### [RECORDS FOR THIS TASK]
────────────────
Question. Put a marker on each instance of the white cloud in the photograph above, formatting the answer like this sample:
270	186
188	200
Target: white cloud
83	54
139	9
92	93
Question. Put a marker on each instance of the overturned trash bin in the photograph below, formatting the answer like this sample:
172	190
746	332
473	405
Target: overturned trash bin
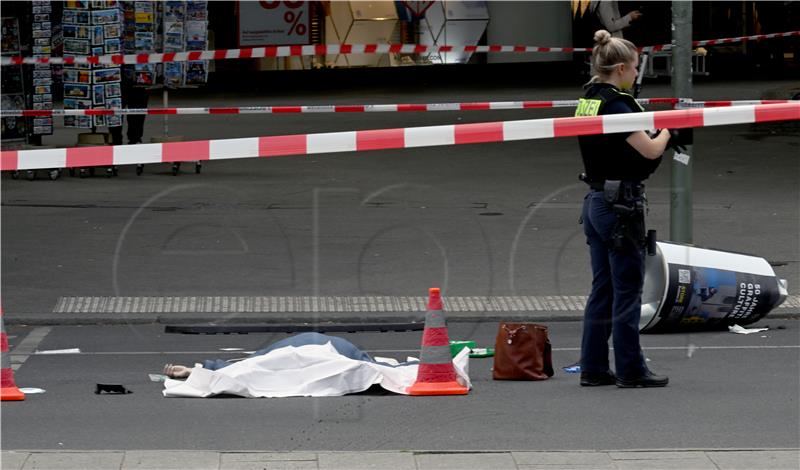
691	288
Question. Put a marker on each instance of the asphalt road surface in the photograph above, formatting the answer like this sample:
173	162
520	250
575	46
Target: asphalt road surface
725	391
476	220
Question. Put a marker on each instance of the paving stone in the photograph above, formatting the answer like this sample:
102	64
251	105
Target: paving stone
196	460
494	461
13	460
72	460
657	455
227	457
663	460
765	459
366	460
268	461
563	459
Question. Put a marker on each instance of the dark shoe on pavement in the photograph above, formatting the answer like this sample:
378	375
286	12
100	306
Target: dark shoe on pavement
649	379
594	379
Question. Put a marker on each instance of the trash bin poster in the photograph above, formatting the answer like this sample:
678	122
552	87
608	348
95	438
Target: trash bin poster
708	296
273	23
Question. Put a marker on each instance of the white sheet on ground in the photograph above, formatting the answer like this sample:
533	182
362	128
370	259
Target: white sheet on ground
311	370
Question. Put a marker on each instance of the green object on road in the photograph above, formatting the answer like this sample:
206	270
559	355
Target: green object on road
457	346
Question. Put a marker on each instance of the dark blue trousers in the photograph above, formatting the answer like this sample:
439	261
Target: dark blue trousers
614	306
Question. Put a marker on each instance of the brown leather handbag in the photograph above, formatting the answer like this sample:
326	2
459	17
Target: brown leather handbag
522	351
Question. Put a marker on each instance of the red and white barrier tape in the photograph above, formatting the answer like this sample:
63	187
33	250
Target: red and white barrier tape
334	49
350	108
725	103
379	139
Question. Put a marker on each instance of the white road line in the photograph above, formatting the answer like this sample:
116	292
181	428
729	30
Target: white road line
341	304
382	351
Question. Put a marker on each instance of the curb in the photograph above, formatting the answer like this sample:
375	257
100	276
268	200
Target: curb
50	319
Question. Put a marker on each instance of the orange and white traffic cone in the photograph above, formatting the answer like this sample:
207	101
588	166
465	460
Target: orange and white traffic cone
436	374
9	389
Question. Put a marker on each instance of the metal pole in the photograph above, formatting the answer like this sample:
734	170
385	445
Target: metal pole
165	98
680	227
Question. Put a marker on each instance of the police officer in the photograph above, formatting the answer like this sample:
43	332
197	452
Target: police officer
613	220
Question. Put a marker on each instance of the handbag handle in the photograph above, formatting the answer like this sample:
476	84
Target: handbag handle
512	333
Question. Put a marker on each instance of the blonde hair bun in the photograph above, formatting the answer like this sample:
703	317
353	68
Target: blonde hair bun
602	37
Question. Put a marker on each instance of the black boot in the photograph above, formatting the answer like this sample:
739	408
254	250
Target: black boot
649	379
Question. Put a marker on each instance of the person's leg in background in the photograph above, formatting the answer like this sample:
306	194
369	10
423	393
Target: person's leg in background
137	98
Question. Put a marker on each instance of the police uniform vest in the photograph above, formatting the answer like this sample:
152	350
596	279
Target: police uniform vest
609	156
────────────────
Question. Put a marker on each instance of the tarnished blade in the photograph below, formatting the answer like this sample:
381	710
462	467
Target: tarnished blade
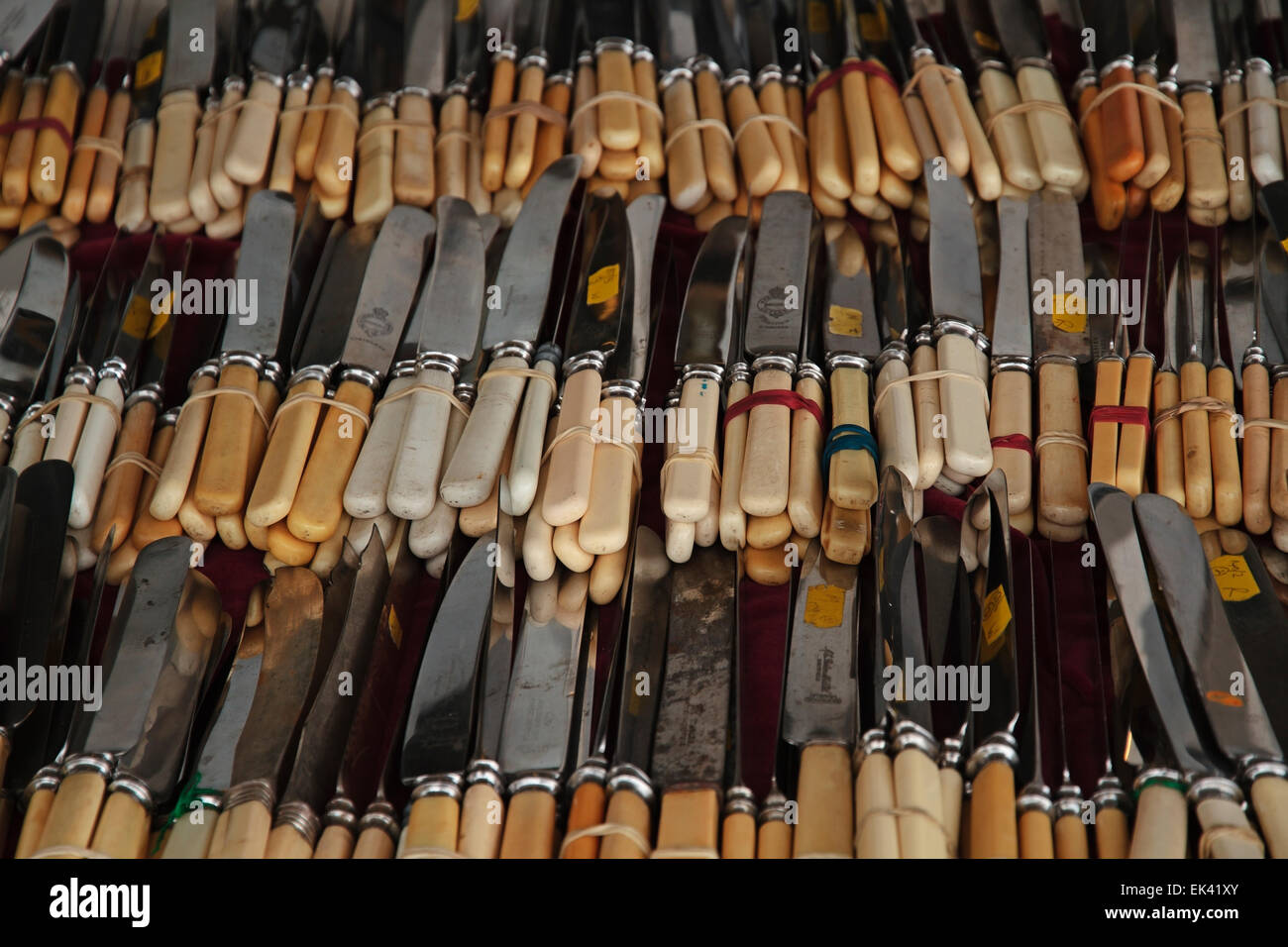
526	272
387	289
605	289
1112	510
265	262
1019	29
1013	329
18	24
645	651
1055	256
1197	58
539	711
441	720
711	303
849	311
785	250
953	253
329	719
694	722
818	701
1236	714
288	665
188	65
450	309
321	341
────────────────
### [PROBLEM TO SOLVE]
Select, from the listing, all lines that include the word "below".

### [ANSWER TO THIS PROBLEM]
Question. Put a marker on each instance of the overturned trash bin in the photograph below, formatting the answer like this sample:
Question. Put a marker on each instance of the tarnished blade in the photograph below, formatting the answer like this sample:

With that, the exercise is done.